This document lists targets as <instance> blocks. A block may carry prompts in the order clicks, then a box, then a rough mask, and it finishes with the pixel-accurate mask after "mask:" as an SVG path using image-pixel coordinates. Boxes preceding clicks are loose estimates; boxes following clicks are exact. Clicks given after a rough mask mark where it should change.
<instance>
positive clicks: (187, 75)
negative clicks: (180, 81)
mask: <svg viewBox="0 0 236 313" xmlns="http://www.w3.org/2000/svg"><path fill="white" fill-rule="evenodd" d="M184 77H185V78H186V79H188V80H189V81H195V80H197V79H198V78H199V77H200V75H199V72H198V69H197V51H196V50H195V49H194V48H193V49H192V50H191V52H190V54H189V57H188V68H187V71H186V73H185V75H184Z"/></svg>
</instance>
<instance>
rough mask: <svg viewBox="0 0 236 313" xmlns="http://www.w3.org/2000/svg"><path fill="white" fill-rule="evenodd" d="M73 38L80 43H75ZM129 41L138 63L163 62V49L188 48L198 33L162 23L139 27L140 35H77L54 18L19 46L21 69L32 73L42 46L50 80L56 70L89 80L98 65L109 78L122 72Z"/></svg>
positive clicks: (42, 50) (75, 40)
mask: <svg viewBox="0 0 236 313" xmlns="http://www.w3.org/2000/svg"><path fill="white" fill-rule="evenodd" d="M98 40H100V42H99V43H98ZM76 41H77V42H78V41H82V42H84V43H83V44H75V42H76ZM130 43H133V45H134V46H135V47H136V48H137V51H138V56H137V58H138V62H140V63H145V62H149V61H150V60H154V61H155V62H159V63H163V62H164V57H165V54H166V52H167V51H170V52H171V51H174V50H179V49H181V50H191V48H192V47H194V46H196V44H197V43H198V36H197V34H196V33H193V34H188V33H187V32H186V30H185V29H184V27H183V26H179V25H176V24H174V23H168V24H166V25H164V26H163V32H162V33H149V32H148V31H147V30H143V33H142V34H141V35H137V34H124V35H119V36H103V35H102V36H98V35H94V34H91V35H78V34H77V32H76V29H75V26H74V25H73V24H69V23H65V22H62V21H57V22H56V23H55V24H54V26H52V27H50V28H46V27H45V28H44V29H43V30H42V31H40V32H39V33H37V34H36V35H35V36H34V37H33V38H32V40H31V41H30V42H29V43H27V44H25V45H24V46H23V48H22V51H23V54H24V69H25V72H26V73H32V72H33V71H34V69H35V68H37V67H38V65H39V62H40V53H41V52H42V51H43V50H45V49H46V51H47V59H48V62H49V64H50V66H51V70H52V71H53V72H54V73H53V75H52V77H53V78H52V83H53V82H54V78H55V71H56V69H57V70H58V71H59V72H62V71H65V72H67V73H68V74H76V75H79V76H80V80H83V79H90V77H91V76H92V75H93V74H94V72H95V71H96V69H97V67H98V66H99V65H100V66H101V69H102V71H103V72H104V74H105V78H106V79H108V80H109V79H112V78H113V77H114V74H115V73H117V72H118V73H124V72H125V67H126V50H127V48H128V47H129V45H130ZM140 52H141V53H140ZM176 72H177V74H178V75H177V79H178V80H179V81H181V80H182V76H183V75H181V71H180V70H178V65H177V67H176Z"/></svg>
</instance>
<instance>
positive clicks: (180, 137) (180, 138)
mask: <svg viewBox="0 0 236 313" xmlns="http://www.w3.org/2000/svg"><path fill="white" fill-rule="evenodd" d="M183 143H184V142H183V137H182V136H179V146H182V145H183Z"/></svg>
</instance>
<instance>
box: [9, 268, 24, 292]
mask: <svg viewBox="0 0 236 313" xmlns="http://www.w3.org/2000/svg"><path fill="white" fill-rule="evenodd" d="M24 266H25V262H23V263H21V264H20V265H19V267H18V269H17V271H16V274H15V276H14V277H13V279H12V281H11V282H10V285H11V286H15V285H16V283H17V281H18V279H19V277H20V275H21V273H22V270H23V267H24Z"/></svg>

* * *

*WHAT IS NEEDED*
Copy out the listing above again, from its first line through the line holding "negative clicks: (180, 81)", including both of those lines.

*ANSWER BELOW*
This document lists targets as <instance> blocks. A block may carry prompts in the order clicks, then a box, then a rough mask, and it finishes with the pixel-accurate mask after "mask:" as an SVG path using image-pixel coordinates. Boxes preceding clicks are loose estimates; boxes following clicks are exact. Clicks given after a rough mask mark where it should change.
<instance>
positive clicks: (187, 75)
negative clicks: (180, 81)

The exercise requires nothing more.